Exercise objective -> Repeat all of the records verbatim.

Data in this exercise ->
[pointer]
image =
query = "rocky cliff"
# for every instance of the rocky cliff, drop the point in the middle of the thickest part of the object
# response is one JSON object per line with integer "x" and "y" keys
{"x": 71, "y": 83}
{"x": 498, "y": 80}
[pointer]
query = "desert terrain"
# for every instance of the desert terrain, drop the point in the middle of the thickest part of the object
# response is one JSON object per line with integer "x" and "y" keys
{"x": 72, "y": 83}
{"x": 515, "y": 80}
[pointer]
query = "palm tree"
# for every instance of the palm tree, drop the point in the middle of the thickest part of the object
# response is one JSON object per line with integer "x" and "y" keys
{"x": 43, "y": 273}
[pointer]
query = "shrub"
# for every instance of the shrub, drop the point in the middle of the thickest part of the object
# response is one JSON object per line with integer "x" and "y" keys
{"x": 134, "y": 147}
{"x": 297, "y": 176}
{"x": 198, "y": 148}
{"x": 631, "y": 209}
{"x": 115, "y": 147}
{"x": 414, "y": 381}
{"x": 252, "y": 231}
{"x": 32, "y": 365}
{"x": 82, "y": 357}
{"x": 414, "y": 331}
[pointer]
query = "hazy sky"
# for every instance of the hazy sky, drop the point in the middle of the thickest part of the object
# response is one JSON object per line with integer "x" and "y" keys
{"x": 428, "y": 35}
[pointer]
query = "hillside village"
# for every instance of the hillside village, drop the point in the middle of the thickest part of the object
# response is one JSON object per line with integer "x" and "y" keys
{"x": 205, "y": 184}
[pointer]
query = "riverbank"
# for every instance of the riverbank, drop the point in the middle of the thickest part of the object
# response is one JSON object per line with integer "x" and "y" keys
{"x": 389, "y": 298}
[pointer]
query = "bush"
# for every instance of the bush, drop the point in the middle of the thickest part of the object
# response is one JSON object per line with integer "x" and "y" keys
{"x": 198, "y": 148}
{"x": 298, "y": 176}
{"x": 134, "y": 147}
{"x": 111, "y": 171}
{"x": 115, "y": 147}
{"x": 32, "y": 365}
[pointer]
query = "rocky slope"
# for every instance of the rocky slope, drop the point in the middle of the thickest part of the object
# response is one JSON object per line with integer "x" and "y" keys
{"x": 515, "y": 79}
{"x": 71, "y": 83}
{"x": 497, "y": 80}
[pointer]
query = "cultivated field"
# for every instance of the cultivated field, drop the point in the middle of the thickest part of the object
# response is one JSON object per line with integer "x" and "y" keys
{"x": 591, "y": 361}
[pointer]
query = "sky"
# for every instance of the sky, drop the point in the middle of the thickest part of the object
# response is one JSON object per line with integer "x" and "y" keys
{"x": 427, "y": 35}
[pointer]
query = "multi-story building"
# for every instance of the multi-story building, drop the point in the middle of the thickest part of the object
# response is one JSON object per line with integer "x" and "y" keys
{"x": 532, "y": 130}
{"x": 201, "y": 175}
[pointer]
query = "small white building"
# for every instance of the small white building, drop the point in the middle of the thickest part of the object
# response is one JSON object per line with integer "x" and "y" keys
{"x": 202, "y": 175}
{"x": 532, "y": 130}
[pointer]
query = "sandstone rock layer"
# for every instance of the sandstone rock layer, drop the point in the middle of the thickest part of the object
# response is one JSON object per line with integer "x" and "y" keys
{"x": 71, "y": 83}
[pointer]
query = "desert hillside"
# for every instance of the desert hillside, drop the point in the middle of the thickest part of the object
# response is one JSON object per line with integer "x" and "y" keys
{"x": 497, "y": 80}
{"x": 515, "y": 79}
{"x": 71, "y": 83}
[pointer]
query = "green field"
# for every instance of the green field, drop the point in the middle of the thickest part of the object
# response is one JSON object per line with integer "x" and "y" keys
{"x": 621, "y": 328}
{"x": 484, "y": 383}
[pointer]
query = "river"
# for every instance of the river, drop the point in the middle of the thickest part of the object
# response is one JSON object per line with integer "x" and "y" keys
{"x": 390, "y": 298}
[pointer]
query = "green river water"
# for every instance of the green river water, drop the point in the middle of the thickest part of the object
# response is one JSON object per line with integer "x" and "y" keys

Solution below ->
[pointer]
image =
query = "rocky cliff"
# for every instance of the rocky cliff, drop the point in the middle of the thickest part of the object
# response is one JSON object per line with integer "x" and "y" keys
{"x": 71, "y": 83}
{"x": 498, "y": 80}
[pointer]
query = "desert terrain"
# for every instance of the desert terrain, drop the point in the middle of the thickest part of the object
# response is one JSON object per line with integer "x" and "y" keys
{"x": 72, "y": 83}
{"x": 515, "y": 80}
[pointer]
query = "palm tree"
# for every instance of the palm tree, drop the point in the middle of the thickest part of the object
# response is one JSON object per line with integer "x" and "y" keys
{"x": 43, "y": 273}
[pointer]
query = "shrub"
# for every instance of the shrub, drop the point in the middle of the thickest part of the object
# response is one JSON object per line with integer "x" and "y" keys
{"x": 134, "y": 147}
{"x": 297, "y": 176}
{"x": 198, "y": 148}
{"x": 631, "y": 209}
{"x": 115, "y": 147}
{"x": 414, "y": 381}
{"x": 252, "y": 231}
{"x": 32, "y": 365}
{"x": 82, "y": 357}
{"x": 414, "y": 331}
[pointer]
query = "hazy sky"
# for every instance of the hazy sky, drop the point in the middle of the thickest part of the object
# response is one JSON object per line with integer "x" and "y" keys
{"x": 428, "y": 35}
[pointer]
query = "hillside village"
# for every instance of the hillside village, drop the point in the middle of the thickest part of the object
# response is one JSON object per line with integer "x" and "y" keys
{"x": 205, "y": 184}
[pointer]
query = "riverbank"
# for every instance of the riverbank, drop the point in the middle of the thickest part of the object
# response is one JSON object per line with integer "x" and "y" keys
{"x": 389, "y": 298}
[pointer]
query = "bush"
# for every instance of the bush, drop the point in the middle of the thickest part of the object
# response is one JSON object per line with integer "x" and "y" keys
{"x": 198, "y": 148}
{"x": 298, "y": 176}
{"x": 134, "y": 147}
{"x": 111, "y": 171}
{"x": 115, "y": 147}
{"x": 32, "y": 365}
[pointer]
query = "rocky slope"
# for every instance of the rocky slope, drop the point in the middle of the thickest part of the object
# response is one JSON object per line with integer "x" and "y" keys
{"x": 515, "y": 79}
{"x": 71, "y": 83}
{"x": 497, "y": 80}
[pointer]
query = "cultivated field"
# for every instance of the cultivated field, drop the point in the middle of the thickest part of the object
# response is one JSON object per line with integer "x" and "y" keys
{"x": 591, "y": 361}
[pointer]
query = "sky"
# for every instance of the sky, drop the point in the middle of the thickest part of the object
# response is one JSON object per line with integer "x" and "y" keys
{"x": 427, "y": 35}
[pointer]
query = "multi-story building"
# for every instance of the multi-story building, drop the point in the middle of the thickest part of the object
# response is one JSON object per line with integer "x" and "y" keys
{"x": 532, "y": 130}
{"x": 201, "y": 175}
[pointer]
query = "small white building"
# for every instance of the small white building, drop the point in the middle of the thickest part of the object
# response is one JSON object per line with integer "x" and "y" keys
{"x": 202, "y": 175}
{"x": 532, "y": 130}
[pointer]
query = "sandstone rock layer"
# for every instance of the sandstone rock layer, drop the point in the middle of the thickest part of the object
# response is one JSON object per line with integer "x" and "y" keys
{"x": 71, "y": 83}
[pointer]
query = "desert hillside"
# for every instance of the desert hillside, drop the point in the middle of the thickest part of the object
# response is one JSON object per line with integer "x" and "y" keys
{"x": 497, "y": 80}
{"x": 515, "y": 79}
{"x": 71, "y": 83}
[pointer]
query = "green field"
# for every instance of the green field, drop the point in the middle of the thickest part of the object
# response is one JSON object per line with integer "x" and "y" keys
{"x": 621, "y": 328}
{"x": 484, "y": 383}
[pointer]
query = "river"
# for every instance of the river, drop the point in the middle of the thickest part of the object
# response is one JSON object per line with integer "x" and "y" keys
{"x": 390, "y": 298}
[pointer]
query = "green river water"
# for every instance of the green river water, drop the point in the middle of the thickest part of the object
# response is one JSON object per line with integer "x" and "y" keys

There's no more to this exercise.